**REQUIREMENT 1:** Translate this sentence from the Spring Boot Admin article into Spanish: "There is no need to register admin service in Eureka, because we only need to collect information about all registered microservices."
**REQUIREMENT 2:** Reproduce the passage of the Spring Boot Admin article from "public static void" to "independent admin service." without any changes.

**SELECTED TEXT:**
-=-=-

A few days ago I came across an article about Spring Boot Admin framework. It is a simple solution created to manage and monitor Spring Boot applications. It is based on endpoints exposed by Spring Boot Actuator. It is worth emphasizing that application only allows monitoring and does not have such capabilities like creating new instances, restarting, so it is not a competition for the solutions like Pivotal Cloud Foundry. More about this solution can be read in my previous article Spring Cloud Microservices at Pivotal Platform. Despite this, Spring Boot Admin seems to be an interesting enough to take a closer look on it.

If you have to manage the system consisting of multiple microservices you need to collect all relevant information in one place. This applies to the logs when we usually use ELK stack (Elasticsearch + Logstash + Kibana), metrics (Zipkin) and details about the status of all application instances, which are running right now. If you are interested in more details about ELK or Zipkin I recommend my previous article Part 2: Creating microservices – monitoring with Spring Cloud Sleuth, ELK and Zipkin.

If you already using Spring Cloud Discovery I’ve got good news for you. Although Spring Boot Admin was created by Codecentric company, it fully integrates with Spring Cloud including the most popular service registration and discovery servers like Zookeeper, Consul and Eureka. It is easy to create your admin server instance. You just have to set up Spring Boot application and add annotation @EnableAdminServer into your main class.

@SpringBootApplication
@EnableDiscoveryClient
@EnableAdminServer
@EnableAutoConfiguration
public class Application {

	public static void main(String[] args) {
		SpringApplication.run(Application.class, args);
	}

}

In the sample application available as usual on GitHub, we enabled discovery from Eureka by adding annotation @EnableDiscoveryClient. There is no need to register admin service in Eureka, because we only need to collect information about all registered microservices. There is also a possibility to include Spring Boot Admin to your Eureka server instance, but admin context should be changed (property spring.boot.admin.context-path) to prevent clash with Eureka UI. Here’s application.yml configuration file for the sample with independent admin service.

eureka:
  client:
    registryFetchIntervalSeconds: 5
    registerWithEureka: false
    serviceUrl:
      defaultZone: ${DISCOVERY_URL:http://localhost:8761}/eureka/
  instance:
    leaseRenewalIntervalInSeconds: 10

management:
  security:
    enabled: false

Here is the list of dependencies included in pom.xml.

<dependencies>
	<dependency>
		<groupId>org.springframework.cloud</groupId>
		<artifactId>spring-cloud-starter-eureka</artifactId>
	</dependency>
	<dependency>
		<groupId>de.codecentric</groupId>
		<artifactId>spring-boot-admin-server</artifactId>
		<version>1.5.1</version>
	</dependency>
	<dependency>
		<groupId>de.codecentric</groupId>
		<artifactId>spring-boot-admin-server-ui</artifactId>
		<version>1.5.1</version>
	</dependency>
</dependencies>

Now you only need to build and run your server with java -jar admin-service.jar. UI dashboard is available under http://localhost:8080 as you on the figure below. Services are grouped by name and there is information how many instances of each microservice is running.

-=-=-

**DATA EXCERPT:**
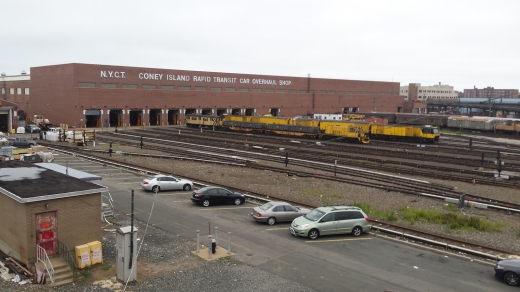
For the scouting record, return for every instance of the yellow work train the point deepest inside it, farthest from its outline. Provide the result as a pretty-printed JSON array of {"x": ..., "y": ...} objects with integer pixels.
[{"x": 358, "y": 130}]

-=-=-

**TASK RESULT 1:** No es necesario registrar el servicio de administración en Eureka, porque solo necesitamos recopilar información sobre todos los microservicios registrados.

**TASK RESULT 2:**
public static void main(String[] args) {
		SpringApplication.run(Application.class, args);
	}

}

In the sample application available as usual on GitHub, we enabled discovery from Eureka by adding annotation @EnableDiscoveryClient. There is no need to register admin service in Eureka, because we only need to collect information about all registered microservices. There is also a possibility to include Spring Boot Admin to your Eureka server instance, but admin context should be changed (property spring.boot.admin.context-path) to prevent clash with Eureka UI. Here’s application.yml configuration file for the sample with independent admin service.